*** Block opens ***
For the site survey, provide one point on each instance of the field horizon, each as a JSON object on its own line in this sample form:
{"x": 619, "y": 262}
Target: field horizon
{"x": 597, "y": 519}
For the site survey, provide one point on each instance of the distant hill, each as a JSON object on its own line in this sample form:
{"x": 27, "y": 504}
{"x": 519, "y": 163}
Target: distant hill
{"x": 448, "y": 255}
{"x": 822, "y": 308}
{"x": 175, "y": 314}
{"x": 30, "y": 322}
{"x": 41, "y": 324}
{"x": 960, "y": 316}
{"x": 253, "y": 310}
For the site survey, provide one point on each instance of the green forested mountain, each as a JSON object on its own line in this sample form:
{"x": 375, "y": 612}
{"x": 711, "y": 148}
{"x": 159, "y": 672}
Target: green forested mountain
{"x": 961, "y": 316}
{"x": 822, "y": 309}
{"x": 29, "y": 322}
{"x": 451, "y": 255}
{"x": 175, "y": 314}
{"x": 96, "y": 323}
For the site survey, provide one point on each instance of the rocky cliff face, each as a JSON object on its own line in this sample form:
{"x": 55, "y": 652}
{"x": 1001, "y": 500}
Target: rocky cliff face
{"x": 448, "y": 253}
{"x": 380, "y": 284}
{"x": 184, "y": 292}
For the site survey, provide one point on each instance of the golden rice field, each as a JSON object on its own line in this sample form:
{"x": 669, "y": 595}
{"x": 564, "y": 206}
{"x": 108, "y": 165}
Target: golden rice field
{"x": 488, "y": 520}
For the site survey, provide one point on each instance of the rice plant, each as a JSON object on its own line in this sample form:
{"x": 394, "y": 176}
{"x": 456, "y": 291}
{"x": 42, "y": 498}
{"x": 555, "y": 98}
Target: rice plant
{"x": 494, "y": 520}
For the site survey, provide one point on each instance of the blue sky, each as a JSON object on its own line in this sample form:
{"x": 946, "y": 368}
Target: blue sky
*** Block closes ***
Copy each entry exactly. Omit none.

■ Answer:
For the site survey, provide one point on each instance of the field horizon, each as a JSON object on its own line in this sample form:
{"x": 619, "y": 262}
Target: field horizon
{"x": 597, "y": 519}
For the site survey, provide one point on each instance of the distant hill, each as a JSON object on its own line in this sample form:
{"x": 27, "y": 504}
{"x": 519, "y": 163}
Target: distant hill
{"x": 448, "y": 255}
{"x": 822, "y": 308}
{"x": 175, "y": 314}
{"x": 30, "y": 322}
{"x": 41, "y": 324}
{"x": 960, "y": 316}
{"x": 253, "y": 310}
For the site survey, provide one point on each instance of the green forested mountain, each as a JSON object on its own line in this sample form:
{"x": 375, "y": 612}
{"x": 711, "y": 148}
{"x": 159, "y": 672}
Target: green forested mountain
{"x": 961, "y": 316}
{"x": 822, "y": 309}
{"x": 29, "y": 322}
{"x": 451, "y": 255}
{"x": 175, "y": 314}
{"x": 96, "y": 323}
For the site survey, provide one point on each instance of the rocky cliff face, each as a JSON object on its own line in this sample form:
{"x": 55, "y": 652}
{"x": 1001, "y": 500}
Target: rocky cliff face
{"x": 448, "y": 253}
{"x": 380, "y": 284}
{"x": 184, "y": 292}
For the site survey, provide one point on each instance of the golden rice field, each as a JSON object on its own line in this sample form:
{"x": 669, "y": 595}
{"x": 564, "y": 206}
{"x": 108, "y": 165}
Target: golden rice field
{"x": 488, "y": 520}
For the site survey, provide one point on each instance of the rice plant, each as a JSON object on its own line in this sample form:
{"x": 394, "y": 176}
{"x": 456, "y": 291}
{"x": 42, "y": 498}
{"x": 555, "y": 98}
Target: rice plant
{"x": 494, "y": 520}
For the site survey, provide one point on each instance of the blue sky, each as a JSON object on its own line in this sample form:
{"x": 946, "y": 368}
Target: blue sky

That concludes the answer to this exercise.